• _WHAT YOU HAVE TO DO_
Rewrite the lines below as a numbered list, starting at the line that has "Please annotate this frame for all instances of dry grass" and stopping after the line that has "[0, 1, 1344, 504]". Leave out any blank lines.

• _DATA SHOWN_
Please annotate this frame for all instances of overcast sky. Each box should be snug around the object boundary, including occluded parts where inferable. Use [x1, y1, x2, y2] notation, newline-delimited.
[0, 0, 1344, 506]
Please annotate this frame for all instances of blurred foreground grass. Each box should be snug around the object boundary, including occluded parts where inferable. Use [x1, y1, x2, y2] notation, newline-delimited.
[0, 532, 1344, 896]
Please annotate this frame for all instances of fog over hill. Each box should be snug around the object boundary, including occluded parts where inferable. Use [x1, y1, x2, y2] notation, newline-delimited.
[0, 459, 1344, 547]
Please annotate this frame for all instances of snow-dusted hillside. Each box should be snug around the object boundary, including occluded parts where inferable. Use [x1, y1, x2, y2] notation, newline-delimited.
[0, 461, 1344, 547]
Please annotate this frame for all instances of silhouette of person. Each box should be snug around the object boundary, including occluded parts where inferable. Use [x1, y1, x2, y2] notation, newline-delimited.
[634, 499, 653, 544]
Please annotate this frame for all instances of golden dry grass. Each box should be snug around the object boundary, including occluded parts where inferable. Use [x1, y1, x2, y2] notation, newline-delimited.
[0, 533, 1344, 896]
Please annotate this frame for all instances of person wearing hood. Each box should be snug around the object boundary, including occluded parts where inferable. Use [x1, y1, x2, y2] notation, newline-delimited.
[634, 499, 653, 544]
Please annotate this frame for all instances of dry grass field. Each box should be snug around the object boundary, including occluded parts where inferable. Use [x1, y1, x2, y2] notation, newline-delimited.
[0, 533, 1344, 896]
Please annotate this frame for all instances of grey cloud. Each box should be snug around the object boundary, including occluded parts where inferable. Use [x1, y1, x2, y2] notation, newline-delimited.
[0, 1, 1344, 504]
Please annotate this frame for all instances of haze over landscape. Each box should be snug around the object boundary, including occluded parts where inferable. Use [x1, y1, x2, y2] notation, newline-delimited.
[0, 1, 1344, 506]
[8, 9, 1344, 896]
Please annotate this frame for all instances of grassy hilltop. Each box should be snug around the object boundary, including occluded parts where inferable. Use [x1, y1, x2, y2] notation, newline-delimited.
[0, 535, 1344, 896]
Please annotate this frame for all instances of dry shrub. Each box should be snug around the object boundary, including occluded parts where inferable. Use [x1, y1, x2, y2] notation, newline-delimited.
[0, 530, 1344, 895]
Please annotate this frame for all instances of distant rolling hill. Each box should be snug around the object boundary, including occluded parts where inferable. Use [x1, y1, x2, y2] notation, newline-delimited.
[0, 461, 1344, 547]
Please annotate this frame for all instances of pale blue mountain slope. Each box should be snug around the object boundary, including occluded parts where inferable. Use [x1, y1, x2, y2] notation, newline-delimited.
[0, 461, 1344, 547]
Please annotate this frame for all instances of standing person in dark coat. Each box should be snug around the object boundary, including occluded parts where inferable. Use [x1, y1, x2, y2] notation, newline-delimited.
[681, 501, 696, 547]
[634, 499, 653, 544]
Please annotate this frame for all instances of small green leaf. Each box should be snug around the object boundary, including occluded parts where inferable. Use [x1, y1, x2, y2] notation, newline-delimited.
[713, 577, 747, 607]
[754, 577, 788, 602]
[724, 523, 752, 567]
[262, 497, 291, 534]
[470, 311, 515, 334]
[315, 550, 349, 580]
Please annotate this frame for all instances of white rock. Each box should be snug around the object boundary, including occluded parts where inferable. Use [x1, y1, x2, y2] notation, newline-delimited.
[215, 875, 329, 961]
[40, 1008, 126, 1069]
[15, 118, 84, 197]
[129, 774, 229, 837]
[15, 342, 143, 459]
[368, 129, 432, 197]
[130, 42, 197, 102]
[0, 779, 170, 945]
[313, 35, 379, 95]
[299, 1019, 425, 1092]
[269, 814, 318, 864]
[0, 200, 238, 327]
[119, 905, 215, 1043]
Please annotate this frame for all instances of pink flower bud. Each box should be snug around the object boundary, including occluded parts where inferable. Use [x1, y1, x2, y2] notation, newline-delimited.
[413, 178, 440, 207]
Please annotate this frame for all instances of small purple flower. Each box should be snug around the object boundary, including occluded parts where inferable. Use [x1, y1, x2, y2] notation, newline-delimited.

• _EXERCISE OUTPUT_
1. Please annotate this frame for all instances of dry grass field. Each box should be snug around the object boundary, including occluded parts where inferable. Use [x1, y1, x2, y2] notation, newline-delimited.
2. [0, 533, 1344, 896]
3. Please annotate this frame for all instances of grey cloud. Each box should be snug around the object boundary, including occluded parts where inferable. Use [x1, y1, x2, y2] notation, newline-delimited.
4. [0, 1, 1344, 504]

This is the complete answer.